(Beginning of TEXT UNDER STUDY)

General characteristics
- Type: Lugger
- Tonnage: 30.24 GRT
- Length: 15.44 m (50.7 ft)
- Beam: 14.2 ft (4.3 m)
- Draught: 9 ft (2.7 m)
- Propulsion: Southern Cross diesel engine (3 cylinder)
- Speed: 7 knots

= Trixen =

Preserved pearl lugger in Western Australia

Trixen, registered as B47 (originally named Trixie) is a preserved 15.33 metre pearl lugger built in 1904 and currently on display at the WA Maritime Museum in Fremantle.

== History ==
Trixen was built in around 1904 in Denmark, and then purchased by pearling companies in Broome originally for use by Coleman & Palmer as a 11.58 metre schooner, they sold it to Henry Miller in 1907 who registered it in 1911, as a result of another vessel already having the name Trixie its name was changed to Trixen after his wife, Eliza. Alice Capes, the wife of the Roebuck Bay Hotel licensee, would own the vessel from 1916 to 1923, by 1940 Trixen was owned by Louis Goldie who commenced having it rebuilt by Japanese shipwrights, however due to Japanese entry into World War II Trixen remained uncompleted until being bought by pastoralists George Streeter and Arthur Male of Male & Co. who finished it with kadjebut frames and outfitted it with a Southern Cross 3 cylinder diesel engine.

(End of TEXT UNDER STUDY)

**WORK ORDER:**
In the Trixen text, where is the lugger on display now? The rows that come next have no connection to the Trixen text.

(Beginning of SOURCE MATERIAL)

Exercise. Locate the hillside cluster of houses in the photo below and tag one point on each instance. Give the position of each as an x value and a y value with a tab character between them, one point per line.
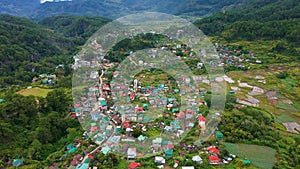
112	126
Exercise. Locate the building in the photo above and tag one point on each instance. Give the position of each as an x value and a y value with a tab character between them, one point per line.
131	153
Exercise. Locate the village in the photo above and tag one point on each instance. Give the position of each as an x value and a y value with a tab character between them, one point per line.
134	133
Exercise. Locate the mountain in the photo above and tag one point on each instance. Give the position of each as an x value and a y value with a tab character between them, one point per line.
28	48
256	19
114	8
18	7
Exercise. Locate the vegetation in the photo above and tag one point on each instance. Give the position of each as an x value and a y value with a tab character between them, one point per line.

(End of SOURCE MATERIAL)

**REPLY TO THE TASK:**
At the WA Maritime Museum in Fremantle.